- [Work to be completed]:
Put every line from the start of the rows through the line holding "Target: white painted wall", inclusive, into a JSON list of strings, one string per line, skipping blank lines. Leave the pictures out.

---------- Records ----------

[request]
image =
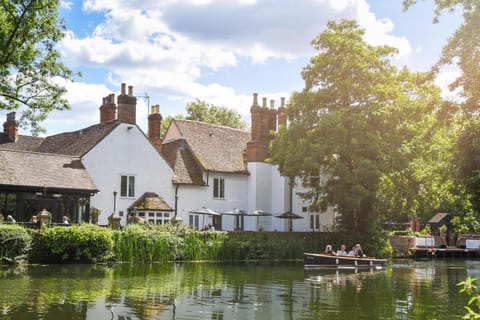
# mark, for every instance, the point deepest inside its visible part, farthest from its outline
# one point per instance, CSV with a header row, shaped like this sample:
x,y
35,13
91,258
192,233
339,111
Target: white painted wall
x,y
126,151
194,197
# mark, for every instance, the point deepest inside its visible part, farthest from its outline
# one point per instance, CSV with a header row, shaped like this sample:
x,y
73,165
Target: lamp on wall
x,y
114,200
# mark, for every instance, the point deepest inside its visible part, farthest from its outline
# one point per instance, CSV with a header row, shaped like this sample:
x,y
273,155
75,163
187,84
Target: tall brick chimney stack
x,y
255,114
127,105
257,147
108,109
154,127
264,115
10,127
282,117
272,120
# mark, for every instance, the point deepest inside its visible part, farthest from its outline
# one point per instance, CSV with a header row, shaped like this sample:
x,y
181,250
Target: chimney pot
x,y
155,109
255,99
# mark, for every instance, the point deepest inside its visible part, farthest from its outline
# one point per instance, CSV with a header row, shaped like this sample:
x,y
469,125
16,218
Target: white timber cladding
x,y
269,191
195,197
126,151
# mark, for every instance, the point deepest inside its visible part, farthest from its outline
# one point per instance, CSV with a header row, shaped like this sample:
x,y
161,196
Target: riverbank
x,y
146,243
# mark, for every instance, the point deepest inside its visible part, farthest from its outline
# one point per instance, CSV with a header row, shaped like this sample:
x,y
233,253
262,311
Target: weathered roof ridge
x,y
212,125
217,148
78,142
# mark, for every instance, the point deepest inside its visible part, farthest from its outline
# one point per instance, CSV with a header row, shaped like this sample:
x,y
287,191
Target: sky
x,y
220,51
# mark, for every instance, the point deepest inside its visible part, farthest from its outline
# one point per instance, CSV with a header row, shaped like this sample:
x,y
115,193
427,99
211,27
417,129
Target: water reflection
x,y
403,290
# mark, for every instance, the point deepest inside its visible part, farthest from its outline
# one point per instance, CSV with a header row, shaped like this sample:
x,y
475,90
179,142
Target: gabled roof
x,y
181,159
39,170
440,217
215,148
150,201
78,143
26,143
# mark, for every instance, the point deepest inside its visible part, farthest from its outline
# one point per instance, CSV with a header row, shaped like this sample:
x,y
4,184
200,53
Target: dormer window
x,y
218,188
127,188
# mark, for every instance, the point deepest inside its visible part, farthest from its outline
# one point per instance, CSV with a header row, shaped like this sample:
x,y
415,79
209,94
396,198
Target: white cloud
x,y
168,47
67,5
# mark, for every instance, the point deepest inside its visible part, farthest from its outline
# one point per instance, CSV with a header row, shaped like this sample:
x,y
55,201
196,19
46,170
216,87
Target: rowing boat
x,y
320,260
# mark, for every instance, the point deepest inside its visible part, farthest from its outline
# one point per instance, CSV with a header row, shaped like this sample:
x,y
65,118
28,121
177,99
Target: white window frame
x,y
129,191
218,188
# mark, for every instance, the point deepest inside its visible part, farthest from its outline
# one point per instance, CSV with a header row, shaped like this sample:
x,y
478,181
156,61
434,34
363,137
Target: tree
x,y
29,62
463,49
349,127
199,110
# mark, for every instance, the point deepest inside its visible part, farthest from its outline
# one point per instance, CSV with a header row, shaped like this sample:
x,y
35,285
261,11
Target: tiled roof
x,y
77,143
215,147
150,201
439,217
32,169
181,159
27,143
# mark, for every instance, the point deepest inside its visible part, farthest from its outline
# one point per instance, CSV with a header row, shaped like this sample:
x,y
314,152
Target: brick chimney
x,y
272,120
282,117
264,119
10,127
255,118
127,105
257,147
154,127
108,109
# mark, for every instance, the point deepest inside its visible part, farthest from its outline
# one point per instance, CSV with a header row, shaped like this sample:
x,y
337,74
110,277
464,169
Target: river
x,y
404,289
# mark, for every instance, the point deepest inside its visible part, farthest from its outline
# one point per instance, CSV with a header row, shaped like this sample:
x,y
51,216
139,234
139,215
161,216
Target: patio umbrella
x,y
259,213
236,213
205,212
290,216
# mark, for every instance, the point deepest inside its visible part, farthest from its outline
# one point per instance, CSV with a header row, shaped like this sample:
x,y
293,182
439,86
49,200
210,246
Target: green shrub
x,y
84,243
137,243
15,242
166,243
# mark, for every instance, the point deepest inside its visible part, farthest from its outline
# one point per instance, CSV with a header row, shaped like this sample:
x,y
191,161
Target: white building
x,y
225,170
196,165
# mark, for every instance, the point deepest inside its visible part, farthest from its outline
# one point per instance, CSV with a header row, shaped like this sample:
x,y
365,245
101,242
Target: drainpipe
x,y
176,201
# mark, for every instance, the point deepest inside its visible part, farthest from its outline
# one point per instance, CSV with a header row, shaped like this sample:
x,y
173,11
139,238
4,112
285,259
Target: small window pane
x,y
222,188
123,186
131,186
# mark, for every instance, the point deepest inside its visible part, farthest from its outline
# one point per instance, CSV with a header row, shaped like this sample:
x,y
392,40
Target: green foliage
x,y
137,243
166,243
15,241
84,243
279,246
29,62
368,127
470,288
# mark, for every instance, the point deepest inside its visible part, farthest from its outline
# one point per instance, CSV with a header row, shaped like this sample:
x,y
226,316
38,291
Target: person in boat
x,y
328,249
359,251
353,252
342,251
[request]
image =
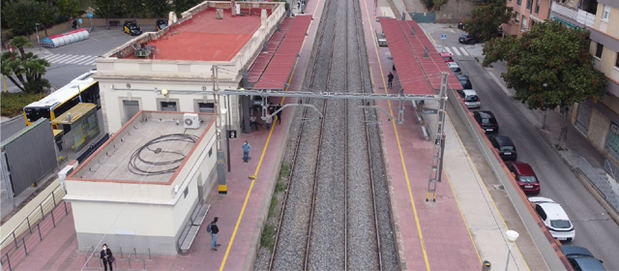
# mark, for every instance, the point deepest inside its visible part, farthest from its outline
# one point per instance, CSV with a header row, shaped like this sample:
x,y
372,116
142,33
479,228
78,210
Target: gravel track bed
x,y
383,212
291,245
339,63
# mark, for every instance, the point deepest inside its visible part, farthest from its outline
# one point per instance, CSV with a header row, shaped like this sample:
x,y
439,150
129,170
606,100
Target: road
x,y
68,62
595,230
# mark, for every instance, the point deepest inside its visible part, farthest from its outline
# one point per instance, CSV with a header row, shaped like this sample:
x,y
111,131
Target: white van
x,y
555,218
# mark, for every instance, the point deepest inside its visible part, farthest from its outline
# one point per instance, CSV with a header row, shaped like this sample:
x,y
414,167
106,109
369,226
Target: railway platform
x,y
463,227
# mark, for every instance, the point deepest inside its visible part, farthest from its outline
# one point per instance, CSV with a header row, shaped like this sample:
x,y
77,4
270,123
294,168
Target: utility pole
x,y
222,187
439,142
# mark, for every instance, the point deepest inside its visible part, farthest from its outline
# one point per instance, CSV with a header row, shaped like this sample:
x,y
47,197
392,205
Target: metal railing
x,y
28,229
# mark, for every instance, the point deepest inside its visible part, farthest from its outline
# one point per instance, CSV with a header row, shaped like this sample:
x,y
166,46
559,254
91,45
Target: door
x,y
130,108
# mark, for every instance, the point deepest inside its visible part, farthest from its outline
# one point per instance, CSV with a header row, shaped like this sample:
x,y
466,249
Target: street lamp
x,y
545,111
36,27
511,237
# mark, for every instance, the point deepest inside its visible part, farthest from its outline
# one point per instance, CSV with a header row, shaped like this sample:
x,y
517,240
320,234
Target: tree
x,y
22,16
486,19
549,67
25,70
69,8
158,8
108,9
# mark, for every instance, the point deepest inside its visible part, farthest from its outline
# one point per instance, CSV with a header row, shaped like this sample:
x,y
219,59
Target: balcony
x,y
583,18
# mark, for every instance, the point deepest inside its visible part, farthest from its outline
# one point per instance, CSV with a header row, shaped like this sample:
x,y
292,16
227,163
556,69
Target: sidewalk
x,y
580,155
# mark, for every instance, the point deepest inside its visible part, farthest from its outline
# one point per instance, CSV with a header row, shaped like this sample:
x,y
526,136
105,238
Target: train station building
x,y
210,47
143,186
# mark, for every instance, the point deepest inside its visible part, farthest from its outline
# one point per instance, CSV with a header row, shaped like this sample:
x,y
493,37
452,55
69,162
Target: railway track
x,y
336,211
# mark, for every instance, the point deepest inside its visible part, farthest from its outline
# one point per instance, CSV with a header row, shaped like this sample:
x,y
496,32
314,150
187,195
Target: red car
x,y
446,56
525,176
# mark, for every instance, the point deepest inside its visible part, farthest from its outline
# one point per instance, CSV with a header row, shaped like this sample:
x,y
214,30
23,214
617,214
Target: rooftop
x,y
203,37
151,148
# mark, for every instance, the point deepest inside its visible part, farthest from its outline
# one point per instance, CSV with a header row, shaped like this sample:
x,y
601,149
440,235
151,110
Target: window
x,y
168,105
598,50
606,13
612,140
204,107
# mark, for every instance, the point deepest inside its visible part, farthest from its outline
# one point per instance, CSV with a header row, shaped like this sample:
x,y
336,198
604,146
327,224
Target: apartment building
x,y
597,120
527,13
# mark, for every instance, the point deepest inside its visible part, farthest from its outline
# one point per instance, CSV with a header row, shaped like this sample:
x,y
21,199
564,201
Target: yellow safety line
x,y
397,137
468,157
255,176
463,219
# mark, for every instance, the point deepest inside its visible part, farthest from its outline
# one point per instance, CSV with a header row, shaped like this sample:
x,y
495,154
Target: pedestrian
x,y
268,122
246,149
213,230
253,122
106,257
279,113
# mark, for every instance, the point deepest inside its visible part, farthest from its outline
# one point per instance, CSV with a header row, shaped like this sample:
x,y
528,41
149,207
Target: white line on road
x,y
448,50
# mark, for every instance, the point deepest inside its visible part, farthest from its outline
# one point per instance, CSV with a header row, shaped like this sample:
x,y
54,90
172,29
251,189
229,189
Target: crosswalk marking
x,y
69,59
448,50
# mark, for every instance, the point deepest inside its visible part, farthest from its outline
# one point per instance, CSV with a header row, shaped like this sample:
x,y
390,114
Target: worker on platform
x,y
246,149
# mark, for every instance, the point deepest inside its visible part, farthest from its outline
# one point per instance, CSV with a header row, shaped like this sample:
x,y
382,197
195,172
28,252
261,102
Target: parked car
x,y
505,146
454,67
471,100
554,217
582,259
161,24
132,28
464,80
486,121
467,39
525,176
446,56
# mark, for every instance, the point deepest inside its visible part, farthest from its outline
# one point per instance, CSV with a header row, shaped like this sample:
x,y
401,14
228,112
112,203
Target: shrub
x,y
12,104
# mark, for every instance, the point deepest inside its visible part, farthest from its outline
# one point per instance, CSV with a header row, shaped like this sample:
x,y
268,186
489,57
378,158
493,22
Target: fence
x,y
31,231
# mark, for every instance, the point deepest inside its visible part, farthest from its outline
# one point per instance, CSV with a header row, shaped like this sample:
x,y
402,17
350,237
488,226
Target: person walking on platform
x,y
246,149
106,257
213,230
279,113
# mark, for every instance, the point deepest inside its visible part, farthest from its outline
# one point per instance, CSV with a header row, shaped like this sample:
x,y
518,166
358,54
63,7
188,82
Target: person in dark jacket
x,y
214,230
107,257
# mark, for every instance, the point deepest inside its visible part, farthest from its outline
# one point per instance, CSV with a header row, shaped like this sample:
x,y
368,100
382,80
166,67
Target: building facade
x,y
175,69
597,120
526,14
130,196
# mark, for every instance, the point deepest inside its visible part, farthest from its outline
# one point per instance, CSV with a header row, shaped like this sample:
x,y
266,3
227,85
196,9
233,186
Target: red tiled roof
x,y
205,38
276,74
418,74
263,59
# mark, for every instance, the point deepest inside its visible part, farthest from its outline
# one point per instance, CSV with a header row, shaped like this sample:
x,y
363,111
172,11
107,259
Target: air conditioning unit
x,y
191,121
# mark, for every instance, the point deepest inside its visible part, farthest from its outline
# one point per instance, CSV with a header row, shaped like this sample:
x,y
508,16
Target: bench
x,y
192,228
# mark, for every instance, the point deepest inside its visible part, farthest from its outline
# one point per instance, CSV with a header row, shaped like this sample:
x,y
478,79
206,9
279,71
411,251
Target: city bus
x,y
81,89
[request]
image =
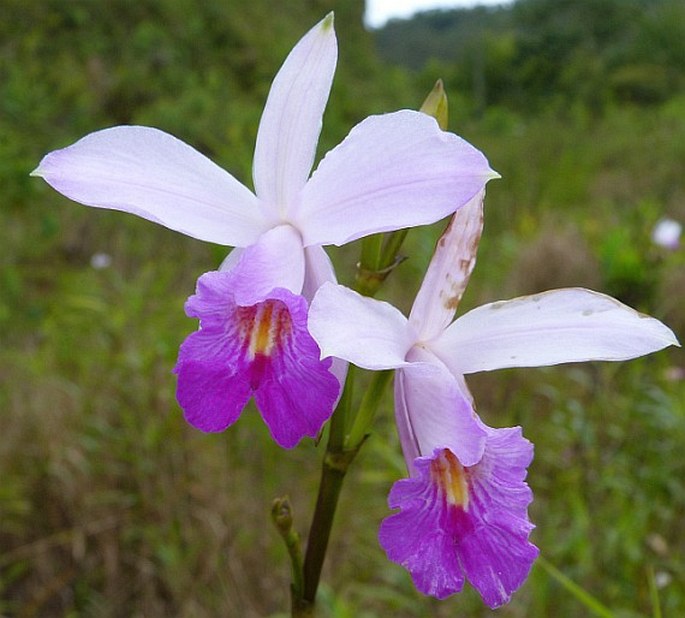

----------

- [Reply]:
[
  "[request]",
  "image =",
  "# mark, for every instance, the point deepest inside its visible part, farthest from its outline",
  "# one point per instance, CSV with a header row, shaped like this sample:",
  "x,y",
  "35,13",
  "91,258",
  "192,233",
  "339,111",
  "Target: white painted wall"
]